Problem — Send back the entries below exactly as they appear.

Given records —
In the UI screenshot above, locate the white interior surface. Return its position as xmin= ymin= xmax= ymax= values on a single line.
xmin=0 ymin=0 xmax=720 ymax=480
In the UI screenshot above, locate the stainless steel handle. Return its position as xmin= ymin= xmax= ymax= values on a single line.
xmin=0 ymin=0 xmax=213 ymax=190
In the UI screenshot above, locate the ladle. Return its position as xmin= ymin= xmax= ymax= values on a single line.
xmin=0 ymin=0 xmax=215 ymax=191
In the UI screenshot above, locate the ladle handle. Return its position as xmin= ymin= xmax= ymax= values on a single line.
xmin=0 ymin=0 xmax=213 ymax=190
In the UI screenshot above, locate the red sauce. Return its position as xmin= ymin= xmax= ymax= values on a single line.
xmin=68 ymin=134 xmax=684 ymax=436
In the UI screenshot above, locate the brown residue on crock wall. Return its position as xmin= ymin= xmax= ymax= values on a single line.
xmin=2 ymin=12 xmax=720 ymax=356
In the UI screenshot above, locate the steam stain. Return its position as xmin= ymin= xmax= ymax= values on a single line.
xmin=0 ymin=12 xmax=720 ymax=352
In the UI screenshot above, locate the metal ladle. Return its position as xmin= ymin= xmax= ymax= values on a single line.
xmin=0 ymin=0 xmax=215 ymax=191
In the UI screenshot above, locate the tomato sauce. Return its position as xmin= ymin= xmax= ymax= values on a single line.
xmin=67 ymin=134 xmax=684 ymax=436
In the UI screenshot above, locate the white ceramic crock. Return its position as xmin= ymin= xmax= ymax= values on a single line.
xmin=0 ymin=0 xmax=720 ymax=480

Solution to the exercise —
In the UI screenshot above, locate the white interior surface. Return its position as xmin= ymin= xmax= ymax= values on a single line.
xmin=0 ymin=0 xmax=720 ymax=480
In the UI screenshot above, locate the stainless steel handle. Return its position as xmin= ymin= xmax= ymax= values on a single line.
xmin=0 ymin=0 xmax=213 ymax=190
In the UI screenshot above, locate the ladle. Return its position as xmin= ymin= xmax= ymax= values on a single line.
xmin=0 ymin=0 xmax=215 ymax=191
In the UI screenshot above, locate the ladle handle. Return its position as xmin= ymin= xmax= ymax= values on a single line.
xmin=0 ymin=0 xmax=213 ymax=190
In the UI screenshot above, locate the red sauce. Return its position as xmin= ymin= xmax= ymax= values on a single line.
xmin=68 ymin=134 xmax=684 ymax=436
In the UI screenshot above, locate the brown residue on crock wall. Return its position as xmin= ymin= xmax= ymax= values on a single line.
xmin=2 ymin=12 xmax=720 ymax=356
In the UI screenshot above, locate the steam stain. Return its position as xmin= ymin= xmax= ymax= values on a single line.
xmin=0 ymin=12 xmax=720 ymax=352
In the UI screenshot above, locate the metal ladle. Return its position as xmin= ymin= xmax= ymax= values on a single line.
xmin=0 ymin=0 xmax=215 ymax=191
In the UI screenshot above, locate the tomato sauce. Return its position as xmin= ymin= xmax= ymax= values on a single line.
xmin=67 ymin=134 xmax=684 ymax=436
In the UI screenshot above, locate the white ceramic crock. Return its position as xmin= ymin= xmax= ymax= values on a single line.
xmin=0 ymin=0 xmax=720 ymax=480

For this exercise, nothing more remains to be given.